(Supplied entries):
+++

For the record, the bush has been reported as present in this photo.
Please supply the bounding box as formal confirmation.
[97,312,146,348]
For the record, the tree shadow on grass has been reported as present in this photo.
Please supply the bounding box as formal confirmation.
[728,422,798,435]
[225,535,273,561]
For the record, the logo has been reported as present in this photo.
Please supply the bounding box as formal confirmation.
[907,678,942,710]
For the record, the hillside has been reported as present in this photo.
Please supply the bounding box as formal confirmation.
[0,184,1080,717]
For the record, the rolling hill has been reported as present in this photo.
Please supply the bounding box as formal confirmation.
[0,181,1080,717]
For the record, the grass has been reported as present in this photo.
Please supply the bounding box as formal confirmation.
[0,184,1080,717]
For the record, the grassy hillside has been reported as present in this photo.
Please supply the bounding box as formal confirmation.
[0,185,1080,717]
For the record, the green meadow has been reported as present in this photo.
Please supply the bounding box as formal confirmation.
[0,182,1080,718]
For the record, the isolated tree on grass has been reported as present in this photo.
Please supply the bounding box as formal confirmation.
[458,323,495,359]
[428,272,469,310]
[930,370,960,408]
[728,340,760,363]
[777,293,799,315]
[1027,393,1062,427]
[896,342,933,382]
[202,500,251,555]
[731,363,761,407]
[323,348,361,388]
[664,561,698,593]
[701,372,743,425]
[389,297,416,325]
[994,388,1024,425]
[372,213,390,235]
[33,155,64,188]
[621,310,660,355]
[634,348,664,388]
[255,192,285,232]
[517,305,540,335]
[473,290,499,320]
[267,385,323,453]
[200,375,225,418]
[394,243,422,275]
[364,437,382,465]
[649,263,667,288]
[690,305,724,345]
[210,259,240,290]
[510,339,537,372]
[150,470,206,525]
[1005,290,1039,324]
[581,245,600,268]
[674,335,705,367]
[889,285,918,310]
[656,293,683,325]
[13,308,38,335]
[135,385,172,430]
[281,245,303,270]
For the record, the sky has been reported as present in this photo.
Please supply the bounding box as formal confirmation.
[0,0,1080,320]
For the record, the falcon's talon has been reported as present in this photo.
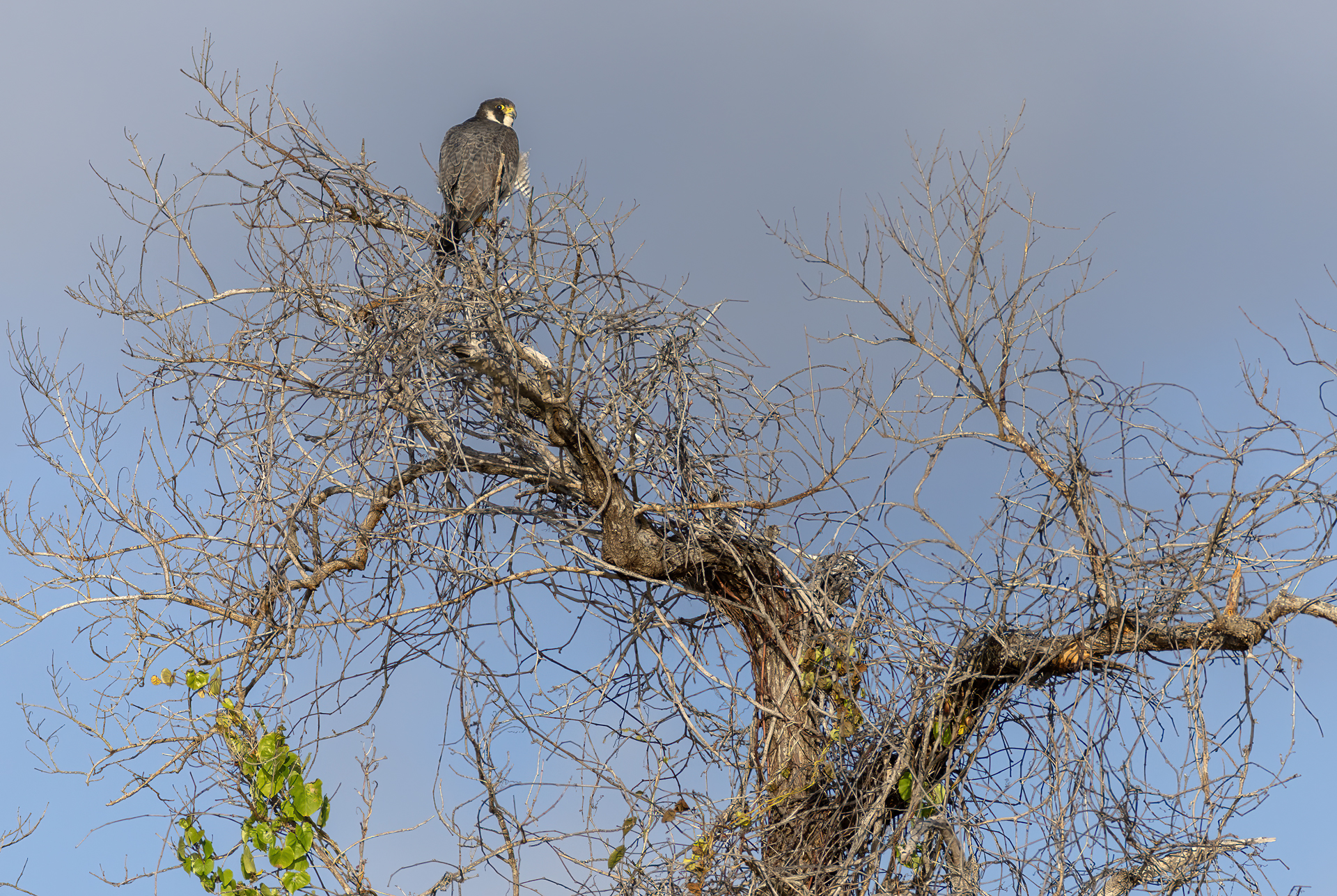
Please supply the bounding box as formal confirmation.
[437,96,529,258]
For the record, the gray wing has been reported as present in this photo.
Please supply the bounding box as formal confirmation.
[437,122,520,218]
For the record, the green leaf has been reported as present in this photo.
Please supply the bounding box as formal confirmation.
[283,824,315,864]
[292,778,324,817]
[242,844,259,880]
[896,771,914,803]
[283,871,311,893]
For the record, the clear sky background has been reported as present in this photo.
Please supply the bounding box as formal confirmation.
[0,0,1337,896]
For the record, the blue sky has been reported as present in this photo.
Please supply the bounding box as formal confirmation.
[0,0,1337,893]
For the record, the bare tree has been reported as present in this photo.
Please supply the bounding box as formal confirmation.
[4,45,1337,895]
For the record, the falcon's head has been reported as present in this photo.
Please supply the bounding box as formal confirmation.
[476,96,515,127]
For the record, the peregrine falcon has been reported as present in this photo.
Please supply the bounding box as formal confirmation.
[437,96,529,256]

+++

Rewrite all of the rows above, replacing every occurrence of "formal confirmation" with "official verification" and leaving everything else unchanged. Omit the pictures from your answer.

For the record, the bush has been reported as present in this photo.
Please supply the bounding box as official verification.
[97,312,146,348]
For the record, the tree shadow on grass has been reported as present in this photo.
Please supply the bounding box as official verification.
[728,422,798,435]
[225,535,273,561]
For the record, the logo has been reported as present in this photo.
Please supply the bounding box as official verification.
[907,678,942,710]
For the record, the hillside has been reported as present in this photo.
Please supply the bounding box as official verification.
[0,184,1080,717]
For the record, the rolling hill has been reported as present in this photo.
Please supply the bounding box as official verification.
[0,181,1080,717]
For the record, the grass has been reported as present in this photo.
Please supply the bounding box as official verification.
[0,184,1080,717]
For the record, the grassy hillside has been reported as present in this photo.
Please supply the bounding box as official verification.
[0,185,1080,717]
For the record, the green meadow has been reported as present in this photo.
Please supply the bounding box as official verification.
[0,182,1080,718]
For the record, the isolated tree on grass has been reported as present in this photo.
Please supply the bounding box as official verification.
[458,323,495,359]
[428,272,469,310]
[930,370,960,408]
[728,340,760,363]
[777,293,799,315]
[1027,393,1062,427]
[896,342,933,382]
[202,500,251,555]
[731,363,761,407]
[323,348,361,388]
[664,561,698,593]
[701,372,743,425]
[389,297,416,325]
[994,388,1024,425]
[372,213,390,235]
[33,155,64,188]
[621,310,660,355]
[634,348,664,388]
[255,192,285,232]
[517,305,540,335]
[473,290,499,320]
[267,385,323,453]
[200,375,225,418]
[394,243,422,275]
[364,437,382,465]
[649,263,667,288]
[690,305,724,345]
[210,259,240,290]
[510,339,537,372]
[150,470,206,525]
[1005,290,1039,324]
[581,245,600,268]
[674,335,705,367]
[889,285,918,310]
[656,293,683,325]
[13,308,38,335]
[135,385,172,430]
[281,245,303,270]
For the record, the sky has been reported as present in this photo.
Please supply the bounding box as official verification.
[0,0,1080,320]
For the record, the falcon's talon has been reported as present in this photo.
Please supply the bounding box as official verification.
[437,96,529,258]
For the record, the gray wing has been reported as present in this photo.
Please supply the bounding box as official verification.
[437,122,520,218]
For the record, the green leaf has been reported as present in this photo.
Please supply the bounding box as official verification.
[283,824,315,864]
[292,778,324,817]
[242,844,259,880]
[896,771,914,803]
[283,871,311,893]
For the record, the clear sky background has been reported as present in this photo.
Please supply the bounding box as official verification.
[0,0,1337,896]
For the record, the blue sky has been reported as present in this photo.
Please supply the bounding box as official verification.
[0,0,1337,893]
For the record, the bare tree has been reported as present in this photo.
Please supply the bounding box as official verification.
[4,45,1337,895]
For the record, the falcon's head has been reported as present in this photo.
Please supply the bounding box as official verification.
[476,96,515,127]
For the record, the peregrine falcon has been reported as present in this photo.
Please supply the bounding box as official verification.
[437,96,529,256]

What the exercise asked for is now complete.